▸ Task brief: Write out each line that follows exactly as it stands, without the pictures.

-- -- --

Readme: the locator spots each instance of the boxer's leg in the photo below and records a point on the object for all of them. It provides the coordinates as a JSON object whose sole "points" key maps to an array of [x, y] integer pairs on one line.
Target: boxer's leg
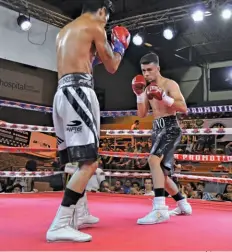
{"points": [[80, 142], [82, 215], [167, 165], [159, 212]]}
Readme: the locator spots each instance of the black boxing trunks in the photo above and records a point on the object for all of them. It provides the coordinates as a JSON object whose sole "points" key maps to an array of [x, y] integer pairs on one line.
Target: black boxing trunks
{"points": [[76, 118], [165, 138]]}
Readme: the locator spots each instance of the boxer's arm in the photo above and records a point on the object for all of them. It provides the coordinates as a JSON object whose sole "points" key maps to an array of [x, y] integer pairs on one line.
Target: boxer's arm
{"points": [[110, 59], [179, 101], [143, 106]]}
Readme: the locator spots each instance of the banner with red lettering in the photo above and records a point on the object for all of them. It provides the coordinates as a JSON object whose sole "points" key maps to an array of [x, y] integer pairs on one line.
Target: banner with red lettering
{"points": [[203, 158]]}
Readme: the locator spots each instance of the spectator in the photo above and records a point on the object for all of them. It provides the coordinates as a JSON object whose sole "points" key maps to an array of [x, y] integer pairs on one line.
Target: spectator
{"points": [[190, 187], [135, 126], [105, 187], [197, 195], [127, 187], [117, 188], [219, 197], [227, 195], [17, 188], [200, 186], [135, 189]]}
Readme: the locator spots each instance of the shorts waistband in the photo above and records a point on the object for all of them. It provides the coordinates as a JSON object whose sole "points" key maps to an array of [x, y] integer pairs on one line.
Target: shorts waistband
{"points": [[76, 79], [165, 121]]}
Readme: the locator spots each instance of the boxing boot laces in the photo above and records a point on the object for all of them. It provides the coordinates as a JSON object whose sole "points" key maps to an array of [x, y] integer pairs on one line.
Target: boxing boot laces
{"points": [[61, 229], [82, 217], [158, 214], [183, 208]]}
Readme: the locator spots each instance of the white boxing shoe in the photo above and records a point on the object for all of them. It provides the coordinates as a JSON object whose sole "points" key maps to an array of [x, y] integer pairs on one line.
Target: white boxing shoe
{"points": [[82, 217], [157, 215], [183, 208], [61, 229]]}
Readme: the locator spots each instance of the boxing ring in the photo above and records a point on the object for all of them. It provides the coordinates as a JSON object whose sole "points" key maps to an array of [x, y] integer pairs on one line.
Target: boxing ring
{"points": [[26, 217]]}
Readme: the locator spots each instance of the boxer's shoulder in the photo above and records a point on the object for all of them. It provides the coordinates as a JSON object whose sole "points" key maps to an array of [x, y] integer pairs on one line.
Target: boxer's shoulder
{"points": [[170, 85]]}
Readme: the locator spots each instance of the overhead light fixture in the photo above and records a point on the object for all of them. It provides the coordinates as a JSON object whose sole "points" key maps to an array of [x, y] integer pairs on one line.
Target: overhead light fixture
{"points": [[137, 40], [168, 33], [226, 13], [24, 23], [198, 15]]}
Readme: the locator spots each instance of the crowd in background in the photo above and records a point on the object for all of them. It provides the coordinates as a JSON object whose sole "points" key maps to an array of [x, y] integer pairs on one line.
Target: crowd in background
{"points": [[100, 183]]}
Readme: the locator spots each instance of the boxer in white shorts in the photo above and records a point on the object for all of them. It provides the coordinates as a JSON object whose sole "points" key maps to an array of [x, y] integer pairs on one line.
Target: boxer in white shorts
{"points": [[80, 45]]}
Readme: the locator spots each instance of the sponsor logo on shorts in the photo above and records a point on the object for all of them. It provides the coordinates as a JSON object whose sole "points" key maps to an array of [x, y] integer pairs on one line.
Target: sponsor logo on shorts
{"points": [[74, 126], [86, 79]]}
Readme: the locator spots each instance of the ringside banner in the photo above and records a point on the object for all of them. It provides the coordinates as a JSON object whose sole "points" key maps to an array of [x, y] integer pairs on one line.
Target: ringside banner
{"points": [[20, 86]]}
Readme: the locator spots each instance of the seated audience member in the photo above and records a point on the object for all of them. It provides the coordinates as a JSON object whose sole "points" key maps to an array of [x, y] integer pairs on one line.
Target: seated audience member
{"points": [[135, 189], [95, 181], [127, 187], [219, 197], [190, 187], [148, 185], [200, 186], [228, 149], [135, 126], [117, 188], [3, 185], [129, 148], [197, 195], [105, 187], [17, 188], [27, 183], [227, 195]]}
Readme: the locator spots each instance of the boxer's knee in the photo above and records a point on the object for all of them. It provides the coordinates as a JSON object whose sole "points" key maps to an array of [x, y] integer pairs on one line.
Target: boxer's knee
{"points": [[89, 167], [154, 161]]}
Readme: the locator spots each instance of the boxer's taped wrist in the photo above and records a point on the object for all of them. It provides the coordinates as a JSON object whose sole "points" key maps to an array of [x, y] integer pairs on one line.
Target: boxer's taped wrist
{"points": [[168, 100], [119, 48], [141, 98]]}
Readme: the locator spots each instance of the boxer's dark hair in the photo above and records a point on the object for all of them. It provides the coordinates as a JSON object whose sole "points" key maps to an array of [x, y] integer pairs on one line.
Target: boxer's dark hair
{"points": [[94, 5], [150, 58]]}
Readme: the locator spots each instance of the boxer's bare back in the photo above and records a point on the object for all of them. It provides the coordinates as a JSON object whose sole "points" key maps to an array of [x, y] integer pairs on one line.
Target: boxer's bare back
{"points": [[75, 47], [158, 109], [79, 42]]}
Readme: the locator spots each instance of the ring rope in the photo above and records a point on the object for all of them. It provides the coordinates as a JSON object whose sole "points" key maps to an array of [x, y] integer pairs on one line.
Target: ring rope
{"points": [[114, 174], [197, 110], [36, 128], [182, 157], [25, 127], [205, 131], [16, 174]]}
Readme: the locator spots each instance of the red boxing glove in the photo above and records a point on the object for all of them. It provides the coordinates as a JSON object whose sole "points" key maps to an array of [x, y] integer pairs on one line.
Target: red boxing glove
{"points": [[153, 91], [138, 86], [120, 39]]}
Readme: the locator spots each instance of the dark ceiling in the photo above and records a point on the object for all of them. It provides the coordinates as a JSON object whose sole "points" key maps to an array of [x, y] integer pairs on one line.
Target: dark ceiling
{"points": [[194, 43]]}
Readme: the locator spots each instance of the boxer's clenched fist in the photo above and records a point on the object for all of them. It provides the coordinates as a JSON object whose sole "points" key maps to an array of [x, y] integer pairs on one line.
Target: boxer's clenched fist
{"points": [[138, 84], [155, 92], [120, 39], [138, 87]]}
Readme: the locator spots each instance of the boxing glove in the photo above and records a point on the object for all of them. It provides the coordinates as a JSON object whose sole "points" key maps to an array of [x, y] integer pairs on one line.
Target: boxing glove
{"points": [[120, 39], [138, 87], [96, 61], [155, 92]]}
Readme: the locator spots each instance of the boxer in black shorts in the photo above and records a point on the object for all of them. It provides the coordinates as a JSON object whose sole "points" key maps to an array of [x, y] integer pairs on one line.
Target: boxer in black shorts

-- -- --

▸ Exercise output:
Readme: the locator spots each instance of the boxer's leg in the photo below and records a point on the object for all of them. It provides the coordinates as a JSON object whose sole "points" key maps to an array of [x, y] integer pairs on one line.
Target: boxer's leg
{"points": [[80, 142], [82, 215], [167, 165], [159, 212]]}
Readme: the locator spots each instance of the black boxing trunks in the photo above and records a point on the object for all of them. It provides the coordinates as a JSON object whose sole "points" key maps to an array of [x, y] integer pairs on one line.
Target: black boxing trunks
{"points": [[76, 118], [165, 138]]}
Readme: the locator spots each instance of the boxer's arm in the photo above and records a point on the object for all of them. It provides the coordinates as a JSON object whose sole "points" key maps to an array of [x, y] integer pairs on one line.
Target: boxer's arm
{"points": [[110, 59], [179, 101], [143, 106]]}
Readme: the locator spots each instance of the banner with red lettering in the photo above and records a point on the object for all of them. It provides the coordinates as a JSON object whose sole "points" key maps to an array of [x, y] integer pairs on one line.
Target: banner with red lettering
{"points": [[203, 158]]}
Readme: the locator spots each instance of the spectator in the photo above and records a point on the object for all of them. It provides the coordinates as a JSON object whose sole "points" key maps to an array of [x, y] integer pairs on one line.
Target: spectator
{"points": [[190, 187], [135, 126], [105, 187], [197, 195], [127, 187], [117, 188], [219, 197], [227, 195], [17, 188], [200, 186], [135, 189]]}
Readme: the locator spots each instance of the shorts waistband in the photo above and records a point on the object for all of them. It provides the coordinates as a JSON object whose sole "points" key maps to an array of [x, y] integer pairs on one line.
Target: shorts waistband
{"points": [[76, 79], [165, 121]]}
Readme: the locator spots each instance of the boxing boot laces in the photo above and records a point on the object for all of them. It provides the coordinates as a JSON object whose sole "points" key maps to an array of [x, y] integer pairs on one line.
Target: boxing boot laces
{"points": [[61, 229], [82, 217], [158, 214], [183, 208]]}
Readme: the locator spots each instance of the white boxing shoe in the photo above and records a point on the object for all of them. It provides the coordinates as a JSON object whose sole "points" key maps to an array of [x, y] integer pairs on one line.
Target: white boxing shoe
{"points": [[82, 217], [157, 215], [183, 208], [61, 229]]}
Readme: the locator spots each instance of the boxing ring in the photo above and records a point on the object for all of them. It provides the coordinates as a JSON object whose sole "points" key maps to an array of [x, y] integer pairs on one line.
Target: boxing ring
{"points": [[26, 217]]}
Readme: the locator spots each instance of the boxer's shoulder in the photo above and records a point on the object for all of them. It provides the coordinates as a JSON object whose sole "points" key maps to an array of [x, y] integer pairs on one line.
Target: boxer's shoulder
{"points": [[170, 85]]}
Readme: the locator spots each instance of the overhead light fixture in the photo above and records a point on the object for all of them. It provides the coordinates as a JSON object whose sole "points" key maps to an array of [x, y] integer pairs on one line.
Target: overhead light fixture
{"points": [[137, 40], [168, 33], [226, 13], [24, 23], [198, 15]]}
Readme: the locator spots each instance of the crowd in background in the photo above and records a point on the object for all of them. It provides the coordinates as a JSON object whose sole "points" key maps to an array of [x, y] integer pairs on one line.
Target: crowd in background
{"points": [[100, 183]]}
Readme: the locator spots each instance of the boxer in white shorts in the photo above and records a point on the object for all of them. It provides the coordinates as a JSON object whose sole "points" key maps to an array of [x, y] integer pairs on one line.
Target: boxer in white shorts
{"points": [[80, 45]]}
Readme: the locator spots each instance of the sponsor logo on shorts in the photo above and records a point on the object for all of them. It provides the coordinates as a JSON object whose sole "points" key maps to an array of [x, y] integer pairs on one line.
Target: sponsor logo on shorts
{"points": [[74, 126], [86, 79]]}
Readme: the locator spots each instance of the ringside banner in the photo above and records a point on the object for all of them. It provides the coordinates as a JSON object whose sole "points" key maps to an array of [x, y] integer pairs on one line.
Target: ringside banner
{"points": [[20, 86]]}
Readme: the locator spots each instance of the seated audience member in the photo above and records a point on the object for all of them. It provides the coordinates as a JSON object whose sole "points" key maps to an array of [x, y] integer pairs on one line.
Target: seated audience member
{"points": [[135, 189], [95, 181], [127, 187], [219, 197], [190, 187], [148, 185], [200, 186], [228, 149], [135, 126], [117, 188], [3, 185], [129, 148], [197, 195], [105, 187], [17, 188], [27, 183], [227, 195]]}
Readme: the locator spots each instance of the boxer's knee in the photo above and records a point on the object for all of them. It provides the coordinates as a JSON object whose sole "points" key maps to an array of [x, y] integer pairs on one line.
Target: boxer's knee
{"points": [[89, 167], [154, 161]]}
Readme: the locator spots each instance of the boxer's taped wrist in the photo above and records a point on the object for all of them. It provides the coordinates as a JSON object whose sole "points" key maps to an array of [x, y] integer pairs on one line.
Target: boxer's taped wrist
{"points": [[168, 100], [119, 48], [141, 98]]}
Readme: the locator spots each instance of the boxer's dark hair in the photo above and records a point on the object for all of them. It provides the coordinates as a JSON object whose sole "points" key maps to an array of [x, y] integer pairs on one line.
Target: boxer's dark hair
{"points": [[94, 5], [150, 58]]}
Readme: the locator spots each instance of the boxer's bare back in the photo above and records a point on the object for all of them. It provides the coordinates as a JSON object whose sole "points" key maps to an array of [x, y] integer pairs on one line.
Target: boxer's bare back
{"points": [[75, 47], [158, 109], [79, 42]]}
Readme: the locator spots each instance of the ring rope in the photo above and records a point on the object for all of them. It provides the coordinates as a JSON object whose sole "points" key maps to an array of [x, y] integer pairs on one line.
Target: ring rope
{"points": [[114, 174], [197, 110], [36, 128], [182, 157], [25, 127], [205, 131], [16, 174]]}
Readme: the locator spots each instance of the red boxing glove in the photo above and records a point on the object for all of them. It provides the coordinates as a JSON object whose sole "points" key maps to an array of [x, y] integer pairs on one line.
Target: red boxing glove
{"points": [[153, 91], [138, 86], [120, 39]]}
Readme: the locator spots each instance of the dark ceiling in the photo above and records a point on the object for all of them. It provides the coordinates as a JSON object whose sole "points" key maps to an array of [x, y] integer pairs on one line.
Target: dark ceiling
{"points": [[194, 43]]}
Readme: the locator spots each instance of the boxer's clenched fist in the photo above and records a point on the object for all of them. It provides the coordinates as a JSON object whose sole "points" key maps to an array of [x, y] integer pairs on one line.
Target: boxer's clenched fist
{"points": [[138, 84], [155, 92], [120, 39], [138, 87]]}
Readme: the locator spots each instance of the boxing glove in the photo above and records a point on the object for all of them. It provides the coordinates as a JSON object whose sole "points" key maps to an array of [x, y] integer pairs on one line.
Target: boxing glove
{"points": [[120, 39], [138, 87], [96, 61], [155, 92]]}
Readme: the locator spots each instance of the boxer in black shorts in the photo above and records a point on the object for all of them. It provides the coordinates as a JSON object whose sole "points" key maps to an array of [x, y] integer pairs on one line.
Target: boxer in black shorts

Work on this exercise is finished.